Problem details — Reproduce every line of the data below verbatim, keeping the original order and line breaks.
• • • •
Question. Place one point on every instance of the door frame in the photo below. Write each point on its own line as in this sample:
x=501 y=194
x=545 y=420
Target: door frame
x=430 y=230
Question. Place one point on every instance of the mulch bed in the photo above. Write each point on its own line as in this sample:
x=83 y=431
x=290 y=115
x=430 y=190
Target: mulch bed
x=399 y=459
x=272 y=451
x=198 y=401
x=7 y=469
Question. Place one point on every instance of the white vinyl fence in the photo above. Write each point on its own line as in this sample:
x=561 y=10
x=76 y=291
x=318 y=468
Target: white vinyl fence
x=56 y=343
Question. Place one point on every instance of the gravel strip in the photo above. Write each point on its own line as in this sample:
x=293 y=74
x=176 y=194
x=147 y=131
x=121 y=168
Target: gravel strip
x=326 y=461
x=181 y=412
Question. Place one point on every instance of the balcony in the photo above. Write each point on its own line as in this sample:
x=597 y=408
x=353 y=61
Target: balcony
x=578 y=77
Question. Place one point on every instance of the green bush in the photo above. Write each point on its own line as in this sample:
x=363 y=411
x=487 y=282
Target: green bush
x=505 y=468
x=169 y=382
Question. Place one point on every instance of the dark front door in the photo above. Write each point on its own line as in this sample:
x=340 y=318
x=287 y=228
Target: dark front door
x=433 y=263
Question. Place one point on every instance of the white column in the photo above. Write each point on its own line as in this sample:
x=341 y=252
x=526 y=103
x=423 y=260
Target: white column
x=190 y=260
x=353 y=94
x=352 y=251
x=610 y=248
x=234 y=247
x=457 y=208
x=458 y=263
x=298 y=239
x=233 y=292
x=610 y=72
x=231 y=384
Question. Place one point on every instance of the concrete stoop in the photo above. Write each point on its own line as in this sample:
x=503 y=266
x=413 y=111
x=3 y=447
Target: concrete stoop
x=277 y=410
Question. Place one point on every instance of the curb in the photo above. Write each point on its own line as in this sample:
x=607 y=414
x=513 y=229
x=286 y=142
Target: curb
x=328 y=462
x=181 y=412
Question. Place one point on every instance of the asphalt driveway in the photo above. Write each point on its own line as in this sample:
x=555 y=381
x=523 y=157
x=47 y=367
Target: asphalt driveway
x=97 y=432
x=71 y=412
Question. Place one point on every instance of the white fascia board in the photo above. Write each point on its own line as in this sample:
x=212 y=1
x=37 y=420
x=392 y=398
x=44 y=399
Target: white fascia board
• • • •
The completed task —
Question. Place one point on every instance of the door frame in the photo below. Write each point on its own line as in this sample:
x=501 y=194
x=545 y=420
Target: door frame
x=430 y=230
Question. Place one point on every instance of the mulch bed in the photo above. Write each point on its own line as in this sample:
x=83 y=431
x=290 y=115
x=430 y=190
Target: mulch bed
x=399 y=459
x=272 y=451
x=198 y=401
x=7 y=469
Question. Place one point on every instance of the white vinyl fence in the photo above. Write each point on its own line as in this sample:
x=561 y=10
x=76 y=291
x=318 y=468
Target: white vinyl fence
x=56 y=343
Question. Place one point on every instance of the gravel strip in the photo above. Write each point on its own line as in this sample:
x=293 y=74
x=176 y=194
x=147 y=131
x=121 y=168
Target: gravel strip
x=326 y=461
x=181 y=412
Question. Place one point on every instance of the balcony in the photo above. Write each point on its own line as in this sample:
x=597 y=408
x=353 y=61
Target: balcony
x=578 y=77
Question. Place one point on every instance of the green bush in the photo above. Write each point on its own line as in this sample:
x=363 y=411
x=487 y=282
Target: green bush
x=505 y=468
x=169 y=382
Question. Place one point on every instance of the dark front door in the photo above. Write each point on its own line as in this sample:
x=340 y=318
x=287 y=228
Target: dark front door
x=433 y=263
Question. Place one point on every instance of the white column in the photo above. Write each point on its own line as in this sample:
x=341 y=252
x=526 y=103
x=423 y=260
Target: white column
x=190 y=260
x=353 y=94
x=352 y=251
x=610 y=248
x=234 y=247
x=457 y=208
x=458 y=263
x=298 y=239
x=233 y=292
x=610 y=72
x=231 y=384
Question. Place one point on every instance of the concrete stoop in the photo above. Write each point on its own line as in this sample:
x=503 y=266
x=413 y=111
x=3 y=447
Target: concrete stoop
x=277 y=410
Question. Place one point on every instance of the curb in the photo above. Write each point on its own line as in this sample:
x=607 y=414
x=513 y=229
x=286 y=142
Target: curb
x=328 y=462
x=181 y=412
Question. Place one point on every instance of the asphalt driveway in the photo above. Write each point on its own line as in this sample:
x=555 y=381
x=523 y=157
x=47 y=367
Target: asphalt driveway
x=97 y=432
x=71 y=412
Question. Place one point on every instance of the white fascia board in the photo above. Write each point on its own line as in this sample:
x=212 y=1
x=37 y=420
x=392 y=398
x=44 y=399
Target: white fascia board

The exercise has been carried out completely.